Supplied text –
WPS call Weather Regimes

The weather regimes process is divided into two parts. Based on a reference dataset (reanalyses or any kind of model dataset), the weather regimes are clustered and appropriate statisics calculated. Two processes can be used for the reference training (weatherregimes_reanalyse with a list of pre-defined reanalyses datasets, or weatherregimes_model for any suitable dataset of your choice). The output of this first part is the forcing data for the second part. With the process weatherregimes_projection, the trained statistic can be projected onto a dataset with appropriate variables (pressure data).


In [1]:
##############################
# load the required libraries 
#############################

from owslib.wps import WebProcessingService, monitorExecution, printInputOutput

In [2]:
#################################################
# connect to the compute provider hosting the WPS
#################################################

wps_url = "http://birdhouse-lsce.extra.cea.fr:8093/wps"

Material provided –
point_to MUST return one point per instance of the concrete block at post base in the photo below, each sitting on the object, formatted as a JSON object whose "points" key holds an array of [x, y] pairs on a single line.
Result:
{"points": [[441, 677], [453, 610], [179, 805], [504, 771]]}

Exercises –
1. According to the weather regimes text, which process projects the trained statistics onto a dataset with pressure data?
2. Carry on the weather regimes text from the point where it stops.

Solved tasks –
1. The weatherregimes_projection process.

2.
# wps_url = "http://localhost:8093/wps"
wps = WebProcessingService(url=wps_url, verbose=False)

In [3]:
##########################################
# print some information about the service
##########################################

print wps.identification.title
for process in wps.processes:
    print '%s : \t %s' % (process.identifier, process.abstract)


Flyingpigeon
subset_continents : 	 Returns only the selected polygon for each input dataset
subset_countries : 	 Returns only the selected polygon for each input dataset
subset_regionseurope : 	 Returns only the selected polygon for each input dataset
subset_points : 	 Extract Timeseries for specified coordinates from gridded datasets
indices_simple : 	 Climate indices based on one single input variable.
indices_percentile : 	 Climate indices based on one single input variable and the percentile of a reference period.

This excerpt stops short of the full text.